WHAT YOU ARE ASKED TO DO:
Copy out word for word the lines below, from the line containing "Place a point on the white barn" through the line containing "[[225, 153], [736, 138], [46, 221]]", both included, and nothing else.

- - -

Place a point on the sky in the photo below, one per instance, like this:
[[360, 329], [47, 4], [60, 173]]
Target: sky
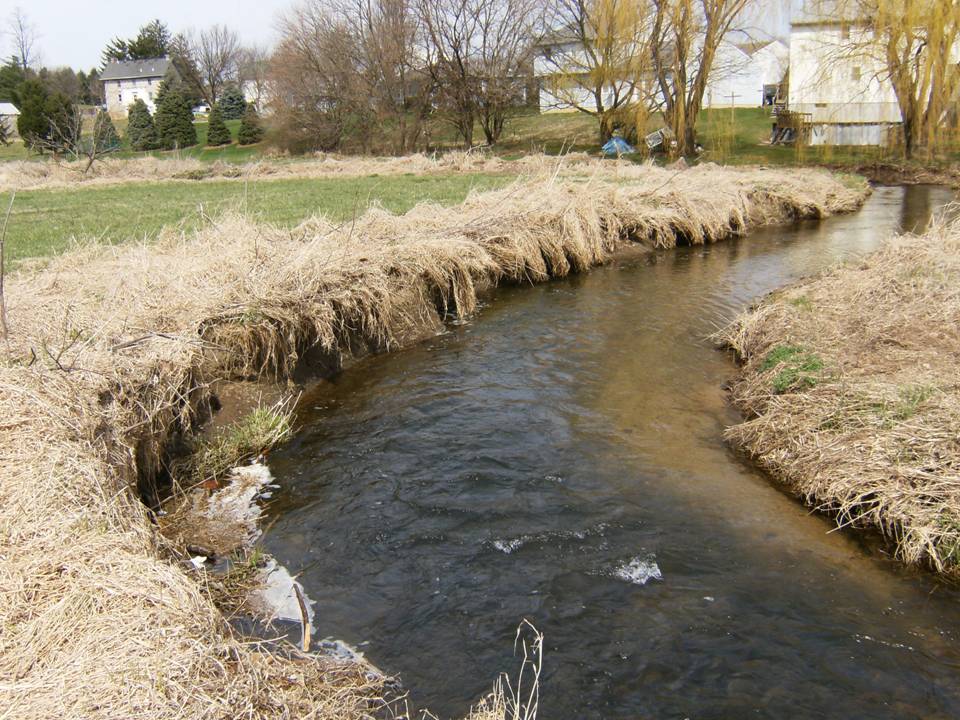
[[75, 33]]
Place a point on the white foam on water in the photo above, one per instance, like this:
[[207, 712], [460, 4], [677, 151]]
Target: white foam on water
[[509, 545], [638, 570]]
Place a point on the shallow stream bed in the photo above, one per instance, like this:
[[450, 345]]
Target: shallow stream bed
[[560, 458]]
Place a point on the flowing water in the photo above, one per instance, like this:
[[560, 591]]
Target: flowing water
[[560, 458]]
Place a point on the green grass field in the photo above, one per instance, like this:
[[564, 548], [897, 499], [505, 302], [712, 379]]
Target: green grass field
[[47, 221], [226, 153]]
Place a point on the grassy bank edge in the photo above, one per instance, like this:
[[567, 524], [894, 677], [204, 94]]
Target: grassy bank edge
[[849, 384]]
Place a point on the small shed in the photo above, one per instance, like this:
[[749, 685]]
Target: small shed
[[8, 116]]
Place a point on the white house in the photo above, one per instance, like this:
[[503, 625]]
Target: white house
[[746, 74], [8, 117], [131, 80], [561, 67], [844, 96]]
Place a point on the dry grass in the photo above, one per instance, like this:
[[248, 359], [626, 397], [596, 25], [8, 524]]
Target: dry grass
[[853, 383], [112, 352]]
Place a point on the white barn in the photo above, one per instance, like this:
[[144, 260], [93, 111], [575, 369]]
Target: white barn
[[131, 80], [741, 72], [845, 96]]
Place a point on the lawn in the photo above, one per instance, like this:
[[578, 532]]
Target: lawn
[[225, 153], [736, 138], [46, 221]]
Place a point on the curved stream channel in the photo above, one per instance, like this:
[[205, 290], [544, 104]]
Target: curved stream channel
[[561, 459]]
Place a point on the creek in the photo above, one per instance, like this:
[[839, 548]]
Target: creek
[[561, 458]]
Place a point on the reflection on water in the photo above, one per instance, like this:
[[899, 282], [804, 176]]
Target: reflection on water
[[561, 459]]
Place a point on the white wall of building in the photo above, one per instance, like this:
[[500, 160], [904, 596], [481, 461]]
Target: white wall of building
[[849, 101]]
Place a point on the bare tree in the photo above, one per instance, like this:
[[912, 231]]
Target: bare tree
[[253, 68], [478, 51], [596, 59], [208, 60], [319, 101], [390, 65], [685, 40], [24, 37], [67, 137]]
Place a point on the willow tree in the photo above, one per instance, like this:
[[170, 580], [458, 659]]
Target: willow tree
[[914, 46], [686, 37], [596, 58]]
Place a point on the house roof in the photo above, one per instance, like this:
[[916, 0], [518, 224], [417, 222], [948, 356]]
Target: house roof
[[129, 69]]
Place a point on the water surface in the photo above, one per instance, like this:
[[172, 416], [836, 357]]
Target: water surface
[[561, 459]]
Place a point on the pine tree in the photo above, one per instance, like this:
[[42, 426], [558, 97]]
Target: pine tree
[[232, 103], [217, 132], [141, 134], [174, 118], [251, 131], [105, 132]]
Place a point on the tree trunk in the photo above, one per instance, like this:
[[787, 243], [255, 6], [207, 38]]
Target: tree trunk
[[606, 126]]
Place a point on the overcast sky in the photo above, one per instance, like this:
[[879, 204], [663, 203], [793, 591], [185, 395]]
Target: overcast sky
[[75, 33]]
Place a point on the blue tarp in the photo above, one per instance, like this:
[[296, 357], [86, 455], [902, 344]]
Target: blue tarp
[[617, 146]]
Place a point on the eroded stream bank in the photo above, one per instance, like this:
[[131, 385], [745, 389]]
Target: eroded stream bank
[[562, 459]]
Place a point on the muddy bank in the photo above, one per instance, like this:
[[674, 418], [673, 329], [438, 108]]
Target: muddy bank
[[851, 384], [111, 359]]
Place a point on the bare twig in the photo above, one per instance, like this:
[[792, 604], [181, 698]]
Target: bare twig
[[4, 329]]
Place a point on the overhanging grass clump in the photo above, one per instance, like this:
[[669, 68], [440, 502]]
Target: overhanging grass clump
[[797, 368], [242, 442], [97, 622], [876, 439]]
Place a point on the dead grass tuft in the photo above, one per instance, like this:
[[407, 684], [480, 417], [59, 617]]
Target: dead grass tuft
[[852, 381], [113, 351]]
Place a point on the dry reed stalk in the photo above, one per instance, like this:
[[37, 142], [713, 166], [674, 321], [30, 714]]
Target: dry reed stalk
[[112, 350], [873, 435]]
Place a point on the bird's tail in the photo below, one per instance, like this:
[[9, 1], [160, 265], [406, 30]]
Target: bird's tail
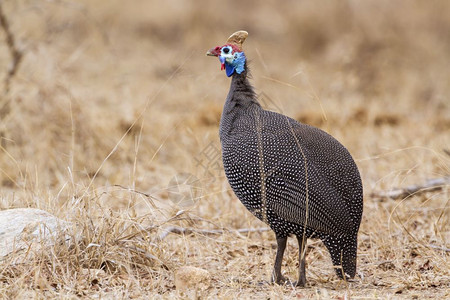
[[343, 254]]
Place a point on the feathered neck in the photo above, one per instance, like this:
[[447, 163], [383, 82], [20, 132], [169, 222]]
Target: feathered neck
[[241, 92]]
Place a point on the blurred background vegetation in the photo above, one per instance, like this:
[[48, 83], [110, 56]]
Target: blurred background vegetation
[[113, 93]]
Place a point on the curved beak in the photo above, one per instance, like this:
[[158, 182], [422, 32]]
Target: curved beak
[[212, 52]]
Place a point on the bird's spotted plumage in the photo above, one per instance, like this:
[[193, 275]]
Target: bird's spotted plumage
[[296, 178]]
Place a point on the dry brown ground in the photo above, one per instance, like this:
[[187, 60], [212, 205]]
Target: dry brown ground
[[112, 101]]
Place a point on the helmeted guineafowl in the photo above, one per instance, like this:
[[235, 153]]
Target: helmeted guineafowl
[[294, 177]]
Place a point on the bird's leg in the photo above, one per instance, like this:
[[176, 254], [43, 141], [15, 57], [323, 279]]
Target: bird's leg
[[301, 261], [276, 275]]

- - -

COMPLETE ANSWER:
Place a point on the white barn in the photo above, one per instance, like this:
[[144, 260], [93, 111], [575, 369]]
Target: white barn
[[131, 80], [741, 72], [845, 96]]
Place a point on the lawn in the photo above, one per instance, like this:
[[578, 532]]
Target: lawn
[[225, 153], [736, 138], [46, 221]]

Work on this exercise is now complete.